Source.
# Some stuff (by Olivier)



## olivierthelord (Aug 15, 2013)

Hi all, 

Here is some of my stuff :




























I hope you will like them


----------



## olivierthelord (Aug 15, 2013)

Thank you very much


----------



## Ernest Scribbler (Feb 17, 2013)

Welcome My Lord.

That's some very inspiring stuff, it makes me think as to what beautiful self penned piano piece the pianist has conjured up, it reminds me of the condition called Synesthesia where an individual's brain is 'wired up' a certain way, that when they play and hear music they can actually see it visually. 

And the stylish dude in the hat is very slick - excellent clothing. What software suite or mixture of, do you use to create these?


----------



## tricky raven (Aug 2, 2013)

Wow! I'm actually speechless which is pretty rare for a raven lol! Not only is your art vibrantly alive, it vibrates at a very high spiritual level too...there's a message for everyone who takes the time to contemplate them.

Thanks for sharing!!


----------



## olivierthelord (Aug 15, 2013)

Thank you very much . Actually I don't draw since many months, but I'm planning to draw again


----------



## desertdogg (Aug 18, 2013)

Collected data.

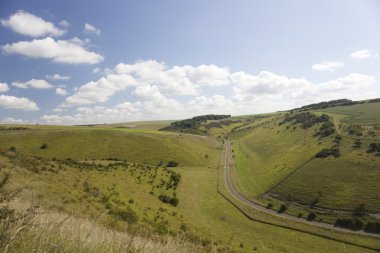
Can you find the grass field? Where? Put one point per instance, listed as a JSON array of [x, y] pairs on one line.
[[142, 146], [278, 161], [266, 154], [109, 192], [367, 112], [348, 181]]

Tasks to perform.
A – List every distinct username that appears as a post author in the forum thread about Olivier's art.
B – Extend the forum thread about Olivier's art by writing the next part after its last line.

Answers in order.
A – olivierthelord, Ernest Scribbler, tricky raven, desertdogg

B –
great stuff. I don't know much about digital art but hope to learn someday. did you spend a lot of time doing the painting of the guy in the hat. thanks. larry


----------



## olivierthelord (Aug 15, 2013)

Hi Larry, 

Thank you for your comment . I spent actually not so much time on the guy with the hat, about 2-3 hours I think.

See you,

Oliver


----------



## bug (Jul 31, 2013)

i can't stop looking at your first piece, it's so entrancing. i have a love for piano's which may make my opinion biased. but i also love the subtle details you put in, like his reflection on the floor and the light on the water in the background. absolutely phenomenal work, i'm in awe


----------



## olivierthelord (Aug 15, 2013)

Thank you very much Bug, I appreciate your comments .


----------



## DavidSanchezArt (Sep 27, 2013)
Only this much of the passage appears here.